- What you need to do:
Would you write out the records below exactly as given?

- Record excerpts:

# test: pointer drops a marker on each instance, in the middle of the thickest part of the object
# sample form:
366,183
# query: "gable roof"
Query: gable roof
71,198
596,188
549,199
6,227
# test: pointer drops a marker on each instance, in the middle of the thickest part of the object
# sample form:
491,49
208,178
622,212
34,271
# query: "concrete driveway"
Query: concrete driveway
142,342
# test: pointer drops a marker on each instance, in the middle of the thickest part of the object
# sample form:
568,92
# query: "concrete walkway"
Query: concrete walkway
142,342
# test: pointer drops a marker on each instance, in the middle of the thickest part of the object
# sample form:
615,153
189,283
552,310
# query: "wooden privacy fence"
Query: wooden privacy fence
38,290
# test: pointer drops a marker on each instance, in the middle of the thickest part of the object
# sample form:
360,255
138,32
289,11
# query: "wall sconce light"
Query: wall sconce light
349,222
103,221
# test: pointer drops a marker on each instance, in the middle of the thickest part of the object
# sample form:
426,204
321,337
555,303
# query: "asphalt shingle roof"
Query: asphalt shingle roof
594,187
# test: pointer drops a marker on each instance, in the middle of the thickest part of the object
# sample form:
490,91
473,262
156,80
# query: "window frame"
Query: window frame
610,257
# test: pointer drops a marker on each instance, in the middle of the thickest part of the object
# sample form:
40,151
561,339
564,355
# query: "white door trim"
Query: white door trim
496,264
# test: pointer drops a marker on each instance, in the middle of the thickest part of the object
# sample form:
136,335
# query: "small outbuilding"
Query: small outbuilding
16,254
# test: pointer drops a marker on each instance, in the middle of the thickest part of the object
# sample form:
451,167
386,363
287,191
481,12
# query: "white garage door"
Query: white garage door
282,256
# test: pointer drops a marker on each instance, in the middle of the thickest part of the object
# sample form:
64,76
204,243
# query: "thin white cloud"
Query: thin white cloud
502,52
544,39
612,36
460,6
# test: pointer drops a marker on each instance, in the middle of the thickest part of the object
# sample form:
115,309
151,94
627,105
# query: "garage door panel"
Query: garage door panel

- Response to this exercise:
# test: pointer drops a marker on each instance, in the middle of the thickest part of the object
# sample form:
366,183
# query: "gable roof"
Query: gable roof
71,198
596,188
549,199
6,227
# test: pointer drops a marker on each instance, in the middle of the thickest part of the object
# sample form:
491,49
208,178
622,212
34,271
# query: "concrete driveway"
Query: concrete driveway
142,342
# test: pointer drops a marker on each instance, in the middle of the thickest part of the object
# sample form:
568,92
# query: "concrete walkway"
Query: concrete walkway
142,342
# test: pointer drops a marker on each instance, in the middle of the thickest part of the object
# sample form:
615,153
189,283
552,310
# query: "wooden privacy fence"
Query: wooden privacy fence
38,290
# test: pointer drops a marker on each instance, in the middle of the thickest part of the object
# sample form:
360,255
138,32
289,11
# query: "wall sconce light"
Query: wall sconce light
349,222
103,221
# test: pointer drops a marker on each instance, in the middle of the thickest part of the object
# sample form:
426,204
321,337
555,303
# query: "asphalt shingle roof"
Query: asphalt shingle roof
594,187
# test: pointer drops a marker on each instance, in the middle of the thickest part of the object
# sample form:
490,91
473,262
156,80
# query: "window frame"
Query: window frame
610,257
# test: pointer drops a marker on each instance, in the middle of the thickest part of the object
# sample form:
40,151
561,339
564,355
# query: "white door trim"
Query: white door trim
496,264
# test: pointer drops a marker on each instance, in the middle of the thickest part of the object
# sample form:
136,335
# query: "small outbuilding"
Query: small outbuilding
16,254
# test: pointer drops a marker on each instance, in the middle of the thickest part of the object
# sample form:
451,167
386,363
287,191
481,12
# query: "white garage door"
Query: white garage door
282,256
# test: pointer drops a marker on each instance, in the middle of the thickest part of the object
# sample form:
64,76
204,243
# query: "thin white cloud"
Query: thin white cloud
502,52
544,39
612,36
460,6
# test: pointer drops a marker on each instance, in the middle of the thickest part of the object
# sample form:
115,309
151,94
627,105
# query: "garage door panel"
Query: garage door panel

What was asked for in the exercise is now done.